- [Required work] Set down, word for word, the material from the line containing "Locate the green aquatic" through the end of the material.

- [Point annotation data]

** BEGIN **

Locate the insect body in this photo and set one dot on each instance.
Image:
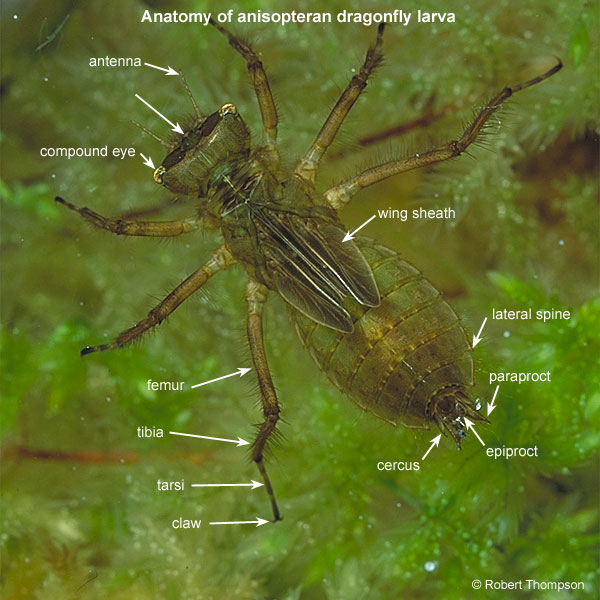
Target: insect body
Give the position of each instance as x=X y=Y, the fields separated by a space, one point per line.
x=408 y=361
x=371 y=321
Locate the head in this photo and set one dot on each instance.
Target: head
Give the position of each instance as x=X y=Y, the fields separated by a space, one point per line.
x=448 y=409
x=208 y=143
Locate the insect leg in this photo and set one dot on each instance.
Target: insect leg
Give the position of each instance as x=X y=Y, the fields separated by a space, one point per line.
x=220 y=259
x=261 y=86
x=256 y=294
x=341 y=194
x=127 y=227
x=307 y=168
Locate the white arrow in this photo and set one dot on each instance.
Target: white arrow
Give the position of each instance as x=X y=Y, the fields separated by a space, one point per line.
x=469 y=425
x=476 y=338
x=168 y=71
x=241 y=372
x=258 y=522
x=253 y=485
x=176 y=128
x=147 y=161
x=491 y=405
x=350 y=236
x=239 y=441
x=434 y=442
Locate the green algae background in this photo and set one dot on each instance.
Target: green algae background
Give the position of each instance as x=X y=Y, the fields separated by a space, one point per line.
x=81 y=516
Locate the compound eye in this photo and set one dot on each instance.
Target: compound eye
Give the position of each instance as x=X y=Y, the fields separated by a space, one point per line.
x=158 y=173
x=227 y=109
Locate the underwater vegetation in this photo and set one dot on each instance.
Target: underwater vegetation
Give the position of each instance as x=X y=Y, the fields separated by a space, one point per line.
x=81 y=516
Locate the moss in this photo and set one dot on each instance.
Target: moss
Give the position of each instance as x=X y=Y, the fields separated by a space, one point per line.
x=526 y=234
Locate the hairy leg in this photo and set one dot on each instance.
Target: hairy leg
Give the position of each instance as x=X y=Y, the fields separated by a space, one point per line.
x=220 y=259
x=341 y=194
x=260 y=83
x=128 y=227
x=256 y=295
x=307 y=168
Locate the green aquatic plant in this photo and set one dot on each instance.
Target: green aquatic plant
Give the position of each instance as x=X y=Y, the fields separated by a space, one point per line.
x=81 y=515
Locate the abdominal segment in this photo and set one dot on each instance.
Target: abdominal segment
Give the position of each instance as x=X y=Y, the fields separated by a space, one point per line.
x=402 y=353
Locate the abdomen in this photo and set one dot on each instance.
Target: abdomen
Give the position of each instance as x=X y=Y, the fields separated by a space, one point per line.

** END **

- [The result]
Locate the green aquatic plant in this photo and set one dot on each instance.
Target: green aquatic plant
Give the position of each instance as x=X y=Y, the fields separated by a space, one point per line.
x=81 y=515
Locate the abdominal segment in this photo and set one dot on each instance.
Target: abdominal segment
Give the position of each instance as x=X y=Y, the fields separated by a space, one point per line.
x=402 y=353
Locate the abdomen in this photo and set one dot on each instance.
Target: abdomen
Give the position of each instance as x=X y=Y, the fields separated by a space, one point per line.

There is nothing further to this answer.